(Goal of the exercise)
Could you repeat every record below exactly as written?

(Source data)
———

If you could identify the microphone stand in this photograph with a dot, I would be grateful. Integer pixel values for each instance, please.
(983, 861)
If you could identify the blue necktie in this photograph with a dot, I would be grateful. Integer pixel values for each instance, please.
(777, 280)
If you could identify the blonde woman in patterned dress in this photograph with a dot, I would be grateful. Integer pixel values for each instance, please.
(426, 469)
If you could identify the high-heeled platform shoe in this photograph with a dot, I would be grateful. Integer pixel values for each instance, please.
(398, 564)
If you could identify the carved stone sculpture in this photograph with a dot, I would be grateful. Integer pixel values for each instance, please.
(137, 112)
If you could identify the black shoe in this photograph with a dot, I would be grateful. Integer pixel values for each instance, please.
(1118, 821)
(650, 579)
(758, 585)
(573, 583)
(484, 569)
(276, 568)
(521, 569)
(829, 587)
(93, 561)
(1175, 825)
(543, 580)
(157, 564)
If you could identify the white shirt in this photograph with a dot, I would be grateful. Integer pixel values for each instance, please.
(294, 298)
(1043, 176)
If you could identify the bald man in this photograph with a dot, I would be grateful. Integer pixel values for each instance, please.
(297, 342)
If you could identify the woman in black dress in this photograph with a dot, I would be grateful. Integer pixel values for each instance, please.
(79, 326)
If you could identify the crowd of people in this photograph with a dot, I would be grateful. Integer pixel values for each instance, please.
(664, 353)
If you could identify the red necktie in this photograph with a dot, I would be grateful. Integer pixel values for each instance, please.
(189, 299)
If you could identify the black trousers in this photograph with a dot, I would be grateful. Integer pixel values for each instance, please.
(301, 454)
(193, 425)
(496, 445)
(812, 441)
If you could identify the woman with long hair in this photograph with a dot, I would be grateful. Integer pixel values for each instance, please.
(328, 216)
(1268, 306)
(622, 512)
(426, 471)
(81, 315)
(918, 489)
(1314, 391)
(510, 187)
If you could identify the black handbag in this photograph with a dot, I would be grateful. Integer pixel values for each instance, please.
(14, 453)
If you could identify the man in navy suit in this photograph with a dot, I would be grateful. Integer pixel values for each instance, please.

———

(Task answer)
If you could identify the microphone stand in this photograph with a dot, I would be grateful. Integer pixel values for each instance, please.
(983, 861)
If you could identify the blue necktie in this photograph with a dot, I would be grateful. Integer pixel values for each instance, please.
(777, 280)
If you could identify the blonde woman in patterned dress in this photograph with a dot, I would be grateful. Integer pixel values for each instance, please.
(426, 469)
If you could identify the high-heeled platform shoe in this photograph with a dot, I would be grateful. Integer pixel values for each instance, please.
(398, 564)
If you could identify the carved stone sculpture in this photograph with a dot, I would be grateful. Integer pixel values for each instance, please.
(137, 112)
If you could identify the black shoe in this photograph with a dot, I would be grateful. Integer pixel values for each instance, please.
(1118, 821)
(650, 579)
(758, 585)
(573, 583)
(484, 569)
(276, 568)
(521, 569)
(829, 587)
(93, 561)
(1175, 825)
(543, 580)
(157, 564)
If you could identify the white shirt in this photograph with a dot, I would be grateful. Integer pixel values for each instance, please.
(294, 298)
(1043, 176)
If you could identify the bald man in this photograph with a dot, I would be grateful. Integer pixel values for each instance, please.
(297, 342)
If you could identify the woman in black dress in this photograph with a dot, I would be grateful. Integer pixel values for each instance, please.
(79, 326)
If you could identify the crowd of people in this photograph with a dot, I would be grateful. Integer pixel values for each instance, please.
(664, 353)
If you could identify the red necktie in this photograph with a dot, I would be grateful. Integer pixel values for each instance, please.
(189, 299)
If you could identify the black trousers in this photograph with a dot, I would be grateful. Integer pixel values for each instance, please.
(301, 454)
(193, 425)
(496, 445)
(812, 441)
If you could identify the woman with long hair in this photograph with a dot, I would be grateful. Integer pixel values for each instance, please.
(328, 216)
(1268, 306)
(622, 512)
(426, 471)
(81, 315)
(918, 489)
(1314, 391)
(510, 187)
If you could identify the black handbag in this photograph with a dot, I would be grateful. Integer pixel values for each instance, please.
(14, 453)
If you could identify the man in navy suit in this photograph with a dot, I would be grateful. Integer pixel values for each instance, please.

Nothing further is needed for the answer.